* Direction 1
Please retype the part of the doorway seam thread starting at "# Seam over" and ending at "darned seams permanently?".

# Seam over doorways won't hold



## Cindyloo670 (Dec 6, 2008)

I built my house 25 years ago. I have two pocket doors in my living room and within a month each had a long vertical crack over the doorway. Someone told me this happened because instead of cutting the doorways out of a single sheet of sheetrock, the drywall guy "pieced" the area over the door. I was told the seams on either side of the top piece will never hold.

I attempted to repair these cracks numerous times. The cracked again almost immediately. Finally, in desperation, I wallpapered the room! 

Now I want to paint the room and if I have to have a drywaller come out and replace the drywall around the doors, I am willing to do that. 

My question is, do I have to do that, or is there another way to fix the darned seams permanently?

Thank you in advance for any comments or suggestions!


----------



## sixeightten (Feb 10, 2009)

If properly fixed, that should not be a problem. Sounds like there may be a problem with settling. That should be checked before another drywall repair is attempted.


----------



## RickyBobby (Nov 19, 2009)

I have always seen this where the board was ended at the jams and the header was pieced in. I have never had any problem as long as the joint was in the middle of the header or the entire door covered with one sheet as you mentioned.


----------



## Bud Cline (Mar 12, 2006)

A single piece of drywall would be better I think. The bigger problem is the pocket-doors. Those assemblies can be dubious to begin with and are subject to and vulnerable to movement due to their usual flimsy construction compared to a regular hinged door hung to a standard framed structure.

As long as there is a seam in that area this could be an ongoing issue.


----------



## Cindyloo670 (Dec 6, 2008)

Yes, the board was ended at the jams and the header was pieced in. I've got four pocket doors and no problem with the other two. My parents have four too, and never had a problem. I LOVE pocket doors, lol.

Whew, thank you all so much for weighing in. I've heard enough to convince me I don't want to have the crack "repaired". Maybe if I had a pro repair it (with tape this time) it would hold, but if it doesn't I'd end up having the drywall replaced later, after my room has all been completely redone. The mess would be awful. 

I guess now I have the task of trying to find a competent pro that would be willing to do such a small job. God help me with THAT task!


----------



## Bud Cline (Mar 12, 2006)

(with tape this time)
:huh::huh:


----------



## jimmy21 (Jul 2, 2008)

I think he means it was originally taped and cracked and everytime he fixes the crack he just fills the crack with no tape. 

I agree with others. Whenever i do drywall I never put my seams over the jams. What I prefer to do, in new construction, is center the drywall over the door way, screw it in properly and then cut out the door opening after the fact. Fastest, easiest, and best solution. With remodels it can be a little trickier, but still dint out your seem over the jams


----------



## Tizzer (Jul 24, 2010)

* The records

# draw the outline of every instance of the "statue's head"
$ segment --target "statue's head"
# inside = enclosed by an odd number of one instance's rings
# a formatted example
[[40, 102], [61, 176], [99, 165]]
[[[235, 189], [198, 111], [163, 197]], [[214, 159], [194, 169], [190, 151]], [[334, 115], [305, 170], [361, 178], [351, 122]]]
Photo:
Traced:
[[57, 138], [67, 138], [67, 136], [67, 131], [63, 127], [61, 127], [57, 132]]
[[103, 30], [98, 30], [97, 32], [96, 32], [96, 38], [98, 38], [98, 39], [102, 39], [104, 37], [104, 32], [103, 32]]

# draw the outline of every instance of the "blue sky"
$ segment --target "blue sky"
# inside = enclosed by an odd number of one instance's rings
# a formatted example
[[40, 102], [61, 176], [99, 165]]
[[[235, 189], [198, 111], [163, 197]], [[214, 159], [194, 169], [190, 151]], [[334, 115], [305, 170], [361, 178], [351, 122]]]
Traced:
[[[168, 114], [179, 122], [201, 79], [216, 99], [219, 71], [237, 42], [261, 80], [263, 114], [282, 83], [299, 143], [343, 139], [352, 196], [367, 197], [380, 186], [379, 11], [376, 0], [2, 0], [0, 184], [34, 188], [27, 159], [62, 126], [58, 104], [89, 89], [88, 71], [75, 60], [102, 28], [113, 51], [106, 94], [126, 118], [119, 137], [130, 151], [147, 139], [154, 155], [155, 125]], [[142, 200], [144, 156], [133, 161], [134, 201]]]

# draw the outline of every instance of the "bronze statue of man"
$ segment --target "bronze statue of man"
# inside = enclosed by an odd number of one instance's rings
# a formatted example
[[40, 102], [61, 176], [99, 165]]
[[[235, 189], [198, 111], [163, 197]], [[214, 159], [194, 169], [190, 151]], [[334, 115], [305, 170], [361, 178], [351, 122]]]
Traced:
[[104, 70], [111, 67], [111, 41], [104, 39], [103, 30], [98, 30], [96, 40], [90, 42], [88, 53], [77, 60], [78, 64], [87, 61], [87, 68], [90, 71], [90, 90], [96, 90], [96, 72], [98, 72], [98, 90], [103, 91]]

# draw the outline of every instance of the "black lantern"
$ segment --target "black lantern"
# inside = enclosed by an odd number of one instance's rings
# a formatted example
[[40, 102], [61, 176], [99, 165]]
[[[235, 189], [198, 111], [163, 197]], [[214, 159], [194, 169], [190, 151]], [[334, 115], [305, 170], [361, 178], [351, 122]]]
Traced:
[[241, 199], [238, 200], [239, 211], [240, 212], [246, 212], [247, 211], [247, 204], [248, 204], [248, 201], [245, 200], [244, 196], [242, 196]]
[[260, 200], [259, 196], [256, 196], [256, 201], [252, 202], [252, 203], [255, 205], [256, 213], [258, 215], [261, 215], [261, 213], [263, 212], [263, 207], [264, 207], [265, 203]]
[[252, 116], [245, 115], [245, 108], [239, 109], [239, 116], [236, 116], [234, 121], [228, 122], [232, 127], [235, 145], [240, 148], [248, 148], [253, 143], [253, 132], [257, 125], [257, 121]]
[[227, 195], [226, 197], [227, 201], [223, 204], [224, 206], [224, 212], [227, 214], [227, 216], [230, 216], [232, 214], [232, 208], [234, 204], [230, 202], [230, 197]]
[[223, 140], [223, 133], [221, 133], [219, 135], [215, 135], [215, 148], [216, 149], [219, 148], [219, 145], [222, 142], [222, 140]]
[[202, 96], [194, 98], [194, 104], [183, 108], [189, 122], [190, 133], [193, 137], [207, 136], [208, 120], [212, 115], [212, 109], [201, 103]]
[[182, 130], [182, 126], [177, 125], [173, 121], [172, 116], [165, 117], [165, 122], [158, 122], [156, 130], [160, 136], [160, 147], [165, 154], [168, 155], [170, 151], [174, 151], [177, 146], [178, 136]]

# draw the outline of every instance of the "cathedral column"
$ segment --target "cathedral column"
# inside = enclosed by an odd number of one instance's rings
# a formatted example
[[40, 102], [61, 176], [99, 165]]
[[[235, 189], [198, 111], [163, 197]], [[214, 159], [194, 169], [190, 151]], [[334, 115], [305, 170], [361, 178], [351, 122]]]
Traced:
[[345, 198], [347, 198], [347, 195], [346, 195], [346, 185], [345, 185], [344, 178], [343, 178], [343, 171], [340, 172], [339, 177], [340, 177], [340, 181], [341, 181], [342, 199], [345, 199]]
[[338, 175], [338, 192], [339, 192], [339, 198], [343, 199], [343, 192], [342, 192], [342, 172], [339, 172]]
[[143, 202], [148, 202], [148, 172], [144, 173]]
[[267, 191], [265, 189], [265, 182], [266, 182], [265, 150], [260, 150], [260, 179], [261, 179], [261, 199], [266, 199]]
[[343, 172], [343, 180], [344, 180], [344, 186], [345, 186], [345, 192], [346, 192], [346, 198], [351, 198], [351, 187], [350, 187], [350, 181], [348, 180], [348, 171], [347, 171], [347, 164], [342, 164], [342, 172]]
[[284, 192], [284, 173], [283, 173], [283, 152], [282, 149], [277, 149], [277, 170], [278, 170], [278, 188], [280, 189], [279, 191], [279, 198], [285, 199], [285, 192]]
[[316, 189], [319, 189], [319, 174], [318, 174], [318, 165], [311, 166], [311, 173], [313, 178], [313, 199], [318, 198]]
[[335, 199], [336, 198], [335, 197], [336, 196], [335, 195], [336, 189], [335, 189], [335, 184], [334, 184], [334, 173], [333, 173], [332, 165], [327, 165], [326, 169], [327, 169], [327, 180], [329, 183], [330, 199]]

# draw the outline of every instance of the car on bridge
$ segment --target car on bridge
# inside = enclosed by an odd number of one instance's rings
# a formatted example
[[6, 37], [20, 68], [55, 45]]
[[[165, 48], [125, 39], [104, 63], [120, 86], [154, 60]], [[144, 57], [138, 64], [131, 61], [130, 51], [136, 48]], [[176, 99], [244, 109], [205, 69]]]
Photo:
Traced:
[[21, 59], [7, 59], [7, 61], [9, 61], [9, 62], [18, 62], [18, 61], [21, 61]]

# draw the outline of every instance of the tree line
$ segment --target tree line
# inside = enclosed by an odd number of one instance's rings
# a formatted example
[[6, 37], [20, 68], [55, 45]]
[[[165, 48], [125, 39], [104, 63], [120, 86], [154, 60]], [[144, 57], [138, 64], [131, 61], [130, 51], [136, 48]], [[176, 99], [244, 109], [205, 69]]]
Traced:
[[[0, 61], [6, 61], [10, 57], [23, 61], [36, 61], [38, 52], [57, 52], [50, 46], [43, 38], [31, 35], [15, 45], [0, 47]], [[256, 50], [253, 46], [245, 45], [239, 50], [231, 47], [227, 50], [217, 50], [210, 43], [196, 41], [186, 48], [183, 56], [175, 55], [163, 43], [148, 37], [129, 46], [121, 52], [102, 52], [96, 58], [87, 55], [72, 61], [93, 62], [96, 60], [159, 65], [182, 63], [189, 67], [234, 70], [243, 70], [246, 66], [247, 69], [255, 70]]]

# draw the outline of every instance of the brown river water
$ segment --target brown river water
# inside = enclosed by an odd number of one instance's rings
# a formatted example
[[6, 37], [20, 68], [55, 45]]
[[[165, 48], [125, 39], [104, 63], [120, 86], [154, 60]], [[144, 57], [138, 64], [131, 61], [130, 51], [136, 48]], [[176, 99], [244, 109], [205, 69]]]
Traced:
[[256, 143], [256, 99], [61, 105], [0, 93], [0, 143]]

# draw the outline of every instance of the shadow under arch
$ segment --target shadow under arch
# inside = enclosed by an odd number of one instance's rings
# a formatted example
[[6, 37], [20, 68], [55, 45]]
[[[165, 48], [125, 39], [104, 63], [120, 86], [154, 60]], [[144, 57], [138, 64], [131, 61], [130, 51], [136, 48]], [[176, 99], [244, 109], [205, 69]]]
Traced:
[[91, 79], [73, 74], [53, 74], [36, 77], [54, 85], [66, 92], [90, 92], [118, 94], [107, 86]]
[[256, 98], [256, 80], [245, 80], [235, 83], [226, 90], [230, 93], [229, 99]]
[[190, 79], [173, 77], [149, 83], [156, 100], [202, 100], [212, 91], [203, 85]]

* Direction 2
Swap "outline" for "contour" in the records, starting at their first line and ending at the line that contains "161], [134, 201]]]", and return only those lines with nothing else altered.

* Result 1
# Seam over doorways won't hold



## Cindyloo670 (Dec 6, 2008)

I built my house 25 years ago. I have two pocket doors in my living room and within a month each had a long vertical crack over the doorway. Someone told me this happened because instead of cutting the doorways out of a single sheet of sheetrock, the drywall guy "pieced" the area over the door. I was told the seams on either side of the top piece will never hold.

I attempted to repair these cracks numerous times. The cracked again almost immediately. Finally, in desperation, I wallpapered the room! 

Now I want to paint the room and if I have to have a drywaller come out and replace the drywall around the doors, I am willing to do that. 

My question is, do I have to do that, or is there another way to fix the darned seams permanently?

* Result 2
# draw the contour of every instance of the "statue's head"
$ segment --target "statue's head"
# inside = enclosed by an odd number of one instance's rings
# a formatted example
[[40, 102], [61, 176], [99, 165]]
[[[235, 189], [198, 111], [163, 197]], [[214, 159], [194, 169], [190, 151]], [[334, 115], [305, 170], [361, 178], [351, 122]]]
Photo:
Traced:
[[57, 138], [67, 138], [67, 136], [67, 131], [63, 127], [61, 127], [57, 132]]
[[103, 30], [98, 30], [97, 32], [96, 32], [96, 38], [98, 38], [98, 39], [102, 39], [104, 37], [104, 32], [103, 32]]

# draw the contour of every instance of the "blue sky"
$ segment --target "blue sky"
# inside = enclosed by an odd number of one instance's rings
# a formatted example
[[40, 102], [61, 176], [99, 165]]
[[[235, 189], [198, 111], [163, 197]], [[214, 159], [194, 169], [190, 151]], [[334, 115], [305, 170], [361, 178], [351, 122]]]
Traced:
[[[168, 114], [179, 122], [201, 79], [216, 99], [219, 71], [237, 42], [261, 80], [263, 114], [282, 83], [299, 143], [343, 139], [352, 196], [367, 197], [380, 186], [379, 11], [376, 0], [2, 0], [0, 184], [34, 188], [27, 159], [62, 126], [58, 104], [89, 89], [88, 71], [75, 60], [102, 28], [113, 51], [106, 94], [126, 118], [119, 137], [130, 151], [147, 139], [154, 155], [155, 125]], [[142, 200], [144, 156], [133, 161], [134, 201]]]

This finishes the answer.